Supplied records:
::::

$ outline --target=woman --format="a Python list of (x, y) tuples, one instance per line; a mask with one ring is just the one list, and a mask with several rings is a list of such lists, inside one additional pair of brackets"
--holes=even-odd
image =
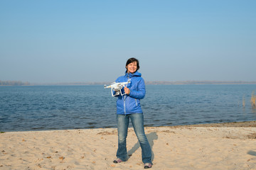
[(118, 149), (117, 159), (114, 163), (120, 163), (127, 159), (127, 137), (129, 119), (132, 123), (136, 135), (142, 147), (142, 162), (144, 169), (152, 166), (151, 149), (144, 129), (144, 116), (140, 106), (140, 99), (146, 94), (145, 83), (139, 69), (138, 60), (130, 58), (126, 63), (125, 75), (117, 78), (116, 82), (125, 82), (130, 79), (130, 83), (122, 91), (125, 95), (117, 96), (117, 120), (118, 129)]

::::

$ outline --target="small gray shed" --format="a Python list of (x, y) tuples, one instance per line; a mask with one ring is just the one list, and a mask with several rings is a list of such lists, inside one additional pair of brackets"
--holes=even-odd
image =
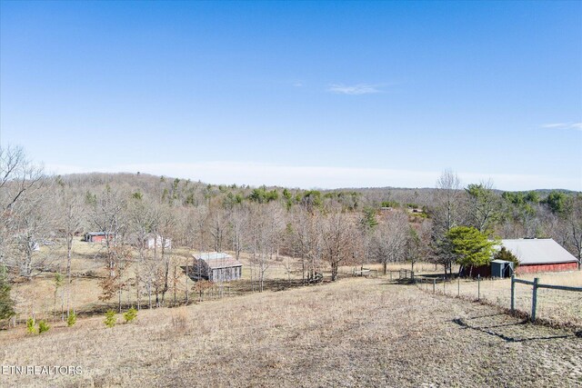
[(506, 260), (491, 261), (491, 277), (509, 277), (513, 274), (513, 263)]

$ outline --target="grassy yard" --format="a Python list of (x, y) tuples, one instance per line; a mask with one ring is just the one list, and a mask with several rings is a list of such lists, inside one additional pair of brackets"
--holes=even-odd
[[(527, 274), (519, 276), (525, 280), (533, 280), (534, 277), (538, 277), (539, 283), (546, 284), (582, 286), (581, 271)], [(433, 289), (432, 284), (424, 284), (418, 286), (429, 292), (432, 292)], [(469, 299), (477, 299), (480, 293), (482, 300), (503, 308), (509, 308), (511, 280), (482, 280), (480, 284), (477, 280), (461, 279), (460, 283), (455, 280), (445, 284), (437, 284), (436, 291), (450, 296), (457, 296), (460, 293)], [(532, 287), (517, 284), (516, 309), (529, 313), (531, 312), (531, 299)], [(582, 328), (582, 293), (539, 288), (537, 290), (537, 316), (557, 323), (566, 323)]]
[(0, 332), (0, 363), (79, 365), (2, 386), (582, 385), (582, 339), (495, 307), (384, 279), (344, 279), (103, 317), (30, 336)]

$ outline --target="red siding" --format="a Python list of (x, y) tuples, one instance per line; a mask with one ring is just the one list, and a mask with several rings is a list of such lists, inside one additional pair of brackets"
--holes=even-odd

::::

Prompt: Copy out every line above that contains the string "format".

Exercise answer:
$ outline --target=woman --format="a Python list of (x, y) tuples, one instance per line; a mask with one ring is just the one list, and a mask with several rings is a list of such lists, inside one additional pair of brackets"
$ outline --target="small gray shed" --format="a Python list of (x, y) tuples, one instance per line; a mask with one ring is just the one list, and a mask with several rings is a list of such lists, inside one additional pair of brackets"
$ outline --target="grassy yard" --format="a Python list of (x, y) tuples, one instance per line; a mask with one ring is just the one list, and a mask with several rings is a list of such lists, inside one additional pair of brackets"
$ outline --target="red siding" --format="a Python list of (x, y) tuples, one instance per line; a mask with one ring is just the one list, and a mask with several rings is a list of such lists, inside one additional pair of brackets"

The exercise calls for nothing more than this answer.